Carry on the article below that compares Micron and Skyworks stocks, starting right after its last sentence.

■ **Extract**
'''
Micron Technology (NASDAQ:MU) and Skyworks Solutions (NASDAQ:SWKS) are two of the world's leading semiconductor companies. The sector has taken a hit recently due to talk of a Fed taper and supply chain disruptions .
Both stocks have taken notable dips recently, with Micron roughly 40% and Skyworks approximately 20% off 52-week highs. Long-term semiconductor investors will tell you that drops in these stocks have historically been goldmines -- but which one is the better pick here?
A look at Micron
Micron has been struggling with the semiconductor shortage, and according to the most recent earnings call, it has hurt the revenue outlook until the second half of 2022. Specifically, it is facing notable challenges in its computer segment. The shortage has impacted its customers' production targets and has affected revenue, but the company expects this to be resolved over the next few quarters as supply chain constraints in that segment lesson.
Micron faces longer-term constraints in the auto and industrial segments. Both segments use similar components, and while there have been long-term tailwinds due to the increasing complexity in automobiles and devices, the company has not been able to fully capitalize on the secular trend due to component constraints from suppliers and internal capacity constraints. This has been one of the worst-hit categories for semiconductor companies -- and perhaps the most frustrating. The company predicts that the supply chain challenges will persist over the short term, and the company's inventory is already below target levels. However, there is light at the end of the tunnel.
The company has maintained strong gross margins, which validates the theory that the company is still facing strong demand. It also views the shortages as transitory, which jives well with the lack of aggressive capital expenditure investment in long-term solutions outside of planned expansions. Micron's leadership team is being extremely disciplined here, and they have done an exceptional job at being transparent with their investors.
Micron has been doing a great job at identifying and incorporating high-margin business segments, which have added significant value to investors.
The company expects the revenue mix to shift to the higher-margin NAND technology, with the expected compound annual growth rate (CAGR) for the technology to be 30% versus 20% for DRAM. The lower-cost DRAM tech accounted for almost 70% of revenue in FY20. Growth in the tech has been stronger than Micron's expectations, and the company is working on scaling higher-end products in both technology segments.
A look at Skyworks
Skyworks is a semiconductor manufacturer that happens to build the chips for 5G infrastructure and devices. The company is in a great moment right now, and it looks set to benefit from 5G tailwinds for some time to come.
'''
■ **Supplied data**
'''
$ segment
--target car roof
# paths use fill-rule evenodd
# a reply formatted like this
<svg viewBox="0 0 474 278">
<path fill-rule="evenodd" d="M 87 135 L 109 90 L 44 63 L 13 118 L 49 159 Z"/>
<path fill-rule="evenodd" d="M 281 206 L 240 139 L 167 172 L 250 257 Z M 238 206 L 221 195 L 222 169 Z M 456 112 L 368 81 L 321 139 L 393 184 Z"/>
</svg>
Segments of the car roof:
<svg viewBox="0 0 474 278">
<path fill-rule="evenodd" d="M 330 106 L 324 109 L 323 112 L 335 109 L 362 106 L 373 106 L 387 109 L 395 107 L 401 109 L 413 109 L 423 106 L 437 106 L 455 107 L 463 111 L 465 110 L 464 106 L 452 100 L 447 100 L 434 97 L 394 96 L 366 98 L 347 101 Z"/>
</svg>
'''
■ **Output for this task**
Widespread 5G implementation is in the early innings, and as more devices adopt the technology, Skyworks looks set to benefit. One of the major criticisms that have been leveled at Skyworks in recent times has been its reliance on Apple. Apple is currently Skyworks' most prominent source of revenue, and it has been for quite some time. In 2020 and 2019, the relationship with Apple alone accounted for more than 50% of net revenue, which adds a layer of risk to the opportunity. Apple also recently slashed production targets due to the global chip shortage, which negatively impacted evaluations of Apple suppliers, Skyworks included.
The move provided Skyworks shareholders with an unwelcome warning of what life could be like if its business relationship with Apple was ever threatened. Nevertheless, Skyworks is a stunning company with a relatively attractive valuation for a tech stock. The leadership is increasing the company's consumer base and the team is focused on capitalizing on the potentially lucrative wireless opportunity. I would argue that Skyworks' market is still developing and it will provide a great deal of upside for the investors who are willing to hold long term.
Skyworks also has a forward PE ratio of 15.85 at today's price of roughly $165, which is a steal for a semiconductor company. The company's revenue understandably dipped as a result of the pandemic and continued supply chain disruptions would likely provide headwinds for its customers. Still, all signs point to improvements in the current fiscal year as the economy gets back on track, despite the semiconductor shortage.
So which stock should you buy? Probably both, but Micron is the better opportunity here. The stock has been unduly punished because of supply chain challenges, and we can see a path forward for the company. Skyworks is probably the better company right now, but shareholders are getting an excellent starting point with Micron due to this recent sell-off and that cannot be ignored.